* **Consigne**
Répondez à ces questions d'après le texte fourni :
1. Combien de temps dure la pièce ?
2. Quel but poursuit Michel ?
3. Dans quel théâtre la nudité est-elle souvent constante sur scène ?

* **Texte fourni**
# # # # # # #
Cette pièce est d'une intensité rare : 4 heures dans le vacillement des néons, dans les cris, les hurlements, la fornication frénétique. Le rythme est haletant. Le jeune metteur en scène (génial) insiste violemment sur tous les comportements excessifs : la scène au camping, les différents viols, le Tribute to Richard Manson (rites sataniques à la limite du supportable j'ai trouvé), les débauches. On ne nous épargne rien.
Les thèmes abordés sont extrêmement provoquant : le sexe à outrance, sans amour mais uniquement par excitation, l'obsession du jeune et du beau dans nos sociétés, la place de la femme : unique récéptacle de l'excitation masculine, puis féministe, castratrice et finalement vendeuse de confiture bonne maman avec un macho latino. L'être sans désir de filiation (tant pour Bruno qui s'adonne au sexe uniquement pour le plaisir ; que pour Michel qui veut créer des hommes sans reproduction humaine), au stade de particule élémentaire, est en pleine destruction de son espèce.
Sur la scène, comme souvent au théâtre de l'Odéon, la nudité est constante sans aucune pudeur. La high tech dans le théâtre est fascinante : écran géant, micro, cameras, guitare électrique, soufflerie... Totalement captivant.
Peut-être peut-on conseiller à Michel Houellebecq, après la déconstruction des vivants, de les réparer ;). Deux pièces, tout aussi intéressantes, dans lesquelles la société dépeinte est diamétralement opposée.
Je recommande fortement cette pièce ; pour tous les débats qu'elle ouvre.
J’aime beaucoup Houellebecq – en tout cas, pour le peu que j’en connais. Je pense que c’est la raison pour laquelle j’ai pu résister et survivre à l’entracte : je m’accrochais à la seule chose que je trouvais intéressante dans ce spectacle, à savoir le texte. A part cela, j’ai du mal à comprendre l’intérêt de la pièce. Il s’agit d’une translation brute du roman de Houellebecq, sans aucun ajout, aucune mise en situation, et j’ajouterais même assez peu de mise en scène. Je parlerais ici plutôt de mise en espace, puisque l’essentiel du spectacle montre les différents acteurs récitant le bouquin sans forcément interagir entre eux, simplement disposés à des endroits différents du plateau. Les rares choix de mise en scène m’ont semblé totalement flous : pourquoi cette musique, pourquoi cette fumée, pourquoi ces acteurs tous en ligne par moments ?
# # # # # # #
* **Données recueillies**
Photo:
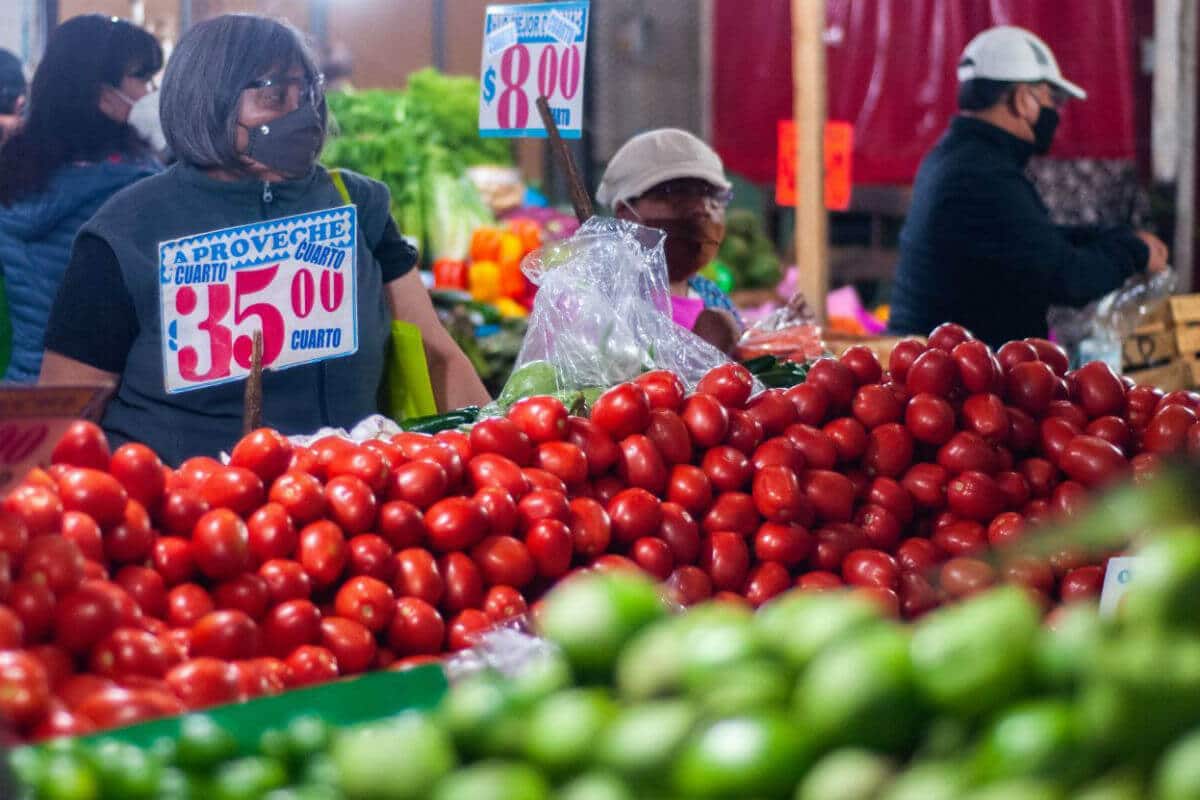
# # # # # # #
* **Résultat de l'exercice**
1. La pièce dure 4 heures.
2. Michel veut créer des hommes sans reproduction humaine.
3. C'est au théâtre de l'Odéon.